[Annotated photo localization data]

=-=-=-=-=

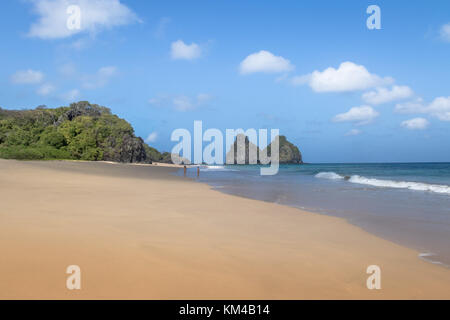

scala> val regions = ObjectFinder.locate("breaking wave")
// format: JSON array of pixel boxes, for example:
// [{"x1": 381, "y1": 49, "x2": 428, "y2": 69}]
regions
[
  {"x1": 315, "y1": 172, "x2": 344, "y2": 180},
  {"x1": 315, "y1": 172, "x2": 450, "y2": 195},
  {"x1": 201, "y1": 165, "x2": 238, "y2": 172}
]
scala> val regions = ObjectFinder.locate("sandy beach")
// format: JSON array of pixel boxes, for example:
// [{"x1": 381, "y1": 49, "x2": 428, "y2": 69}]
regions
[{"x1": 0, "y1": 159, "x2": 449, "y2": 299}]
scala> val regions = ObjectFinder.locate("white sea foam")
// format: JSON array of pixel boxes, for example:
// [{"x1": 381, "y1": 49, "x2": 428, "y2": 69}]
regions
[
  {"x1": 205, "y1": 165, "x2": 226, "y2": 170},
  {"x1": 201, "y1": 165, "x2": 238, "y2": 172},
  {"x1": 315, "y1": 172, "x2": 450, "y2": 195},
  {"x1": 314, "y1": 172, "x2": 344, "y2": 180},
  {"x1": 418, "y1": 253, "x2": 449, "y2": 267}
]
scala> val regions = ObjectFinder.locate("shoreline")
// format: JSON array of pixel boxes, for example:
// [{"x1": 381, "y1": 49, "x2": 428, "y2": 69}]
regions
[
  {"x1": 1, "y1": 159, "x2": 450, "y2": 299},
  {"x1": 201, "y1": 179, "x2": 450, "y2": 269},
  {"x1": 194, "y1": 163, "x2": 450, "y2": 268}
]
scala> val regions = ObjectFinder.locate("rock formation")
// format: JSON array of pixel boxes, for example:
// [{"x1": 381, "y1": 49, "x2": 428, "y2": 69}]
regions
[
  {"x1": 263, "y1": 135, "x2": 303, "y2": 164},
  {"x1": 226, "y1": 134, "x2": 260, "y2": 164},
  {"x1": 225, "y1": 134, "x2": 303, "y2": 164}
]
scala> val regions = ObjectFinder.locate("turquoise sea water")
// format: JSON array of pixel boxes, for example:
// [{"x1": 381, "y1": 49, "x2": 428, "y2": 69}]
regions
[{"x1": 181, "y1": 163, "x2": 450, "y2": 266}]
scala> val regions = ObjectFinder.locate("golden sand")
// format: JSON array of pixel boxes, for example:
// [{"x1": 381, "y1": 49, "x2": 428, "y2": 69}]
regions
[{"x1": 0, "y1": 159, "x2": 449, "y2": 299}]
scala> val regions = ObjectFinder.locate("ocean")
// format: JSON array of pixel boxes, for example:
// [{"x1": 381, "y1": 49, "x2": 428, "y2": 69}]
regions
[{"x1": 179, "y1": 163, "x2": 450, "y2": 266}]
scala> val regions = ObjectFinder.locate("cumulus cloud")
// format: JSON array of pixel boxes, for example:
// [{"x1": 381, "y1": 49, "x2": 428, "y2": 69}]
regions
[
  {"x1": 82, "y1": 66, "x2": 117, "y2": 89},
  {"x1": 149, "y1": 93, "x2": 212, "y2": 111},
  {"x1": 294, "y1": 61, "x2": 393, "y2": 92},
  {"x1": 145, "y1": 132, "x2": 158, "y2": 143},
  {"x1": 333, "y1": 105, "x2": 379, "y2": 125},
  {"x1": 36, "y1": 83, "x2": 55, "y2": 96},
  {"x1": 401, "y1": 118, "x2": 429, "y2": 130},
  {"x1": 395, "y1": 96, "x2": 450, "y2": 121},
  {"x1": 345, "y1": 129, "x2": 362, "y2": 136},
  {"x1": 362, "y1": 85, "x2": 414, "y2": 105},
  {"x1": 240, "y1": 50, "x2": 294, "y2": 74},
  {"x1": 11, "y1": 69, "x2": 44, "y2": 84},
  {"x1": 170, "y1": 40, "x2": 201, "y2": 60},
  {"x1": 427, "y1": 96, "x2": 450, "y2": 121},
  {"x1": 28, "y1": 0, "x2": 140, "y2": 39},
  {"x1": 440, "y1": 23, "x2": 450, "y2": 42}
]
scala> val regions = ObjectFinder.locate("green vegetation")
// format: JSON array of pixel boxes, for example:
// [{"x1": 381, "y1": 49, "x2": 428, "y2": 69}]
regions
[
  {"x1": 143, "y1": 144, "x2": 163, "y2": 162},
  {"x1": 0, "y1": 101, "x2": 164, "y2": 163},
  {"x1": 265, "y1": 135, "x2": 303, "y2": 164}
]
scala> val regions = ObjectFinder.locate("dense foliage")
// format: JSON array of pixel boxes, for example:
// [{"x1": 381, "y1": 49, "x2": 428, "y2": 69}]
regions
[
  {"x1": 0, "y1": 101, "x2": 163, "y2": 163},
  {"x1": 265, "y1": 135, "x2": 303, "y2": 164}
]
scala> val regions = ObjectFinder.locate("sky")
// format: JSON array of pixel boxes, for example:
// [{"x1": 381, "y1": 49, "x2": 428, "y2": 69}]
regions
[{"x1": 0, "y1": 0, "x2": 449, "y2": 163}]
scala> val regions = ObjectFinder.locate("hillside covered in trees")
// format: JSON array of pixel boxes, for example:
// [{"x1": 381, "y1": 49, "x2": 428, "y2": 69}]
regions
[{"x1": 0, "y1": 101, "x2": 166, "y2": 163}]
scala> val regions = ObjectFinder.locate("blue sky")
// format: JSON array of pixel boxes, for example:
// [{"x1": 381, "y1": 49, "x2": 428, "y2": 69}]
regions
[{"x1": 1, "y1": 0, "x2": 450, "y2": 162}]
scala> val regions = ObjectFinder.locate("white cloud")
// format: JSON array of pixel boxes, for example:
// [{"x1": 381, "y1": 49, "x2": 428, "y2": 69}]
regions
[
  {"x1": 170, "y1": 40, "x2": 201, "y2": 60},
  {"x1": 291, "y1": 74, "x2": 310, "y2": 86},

=-=-=-=-=

▶ WORK TASK: Across the entries above, state how many lines include the string "cloud", with no other text.

▶ RESPONSE TO THE EXERCISE: 2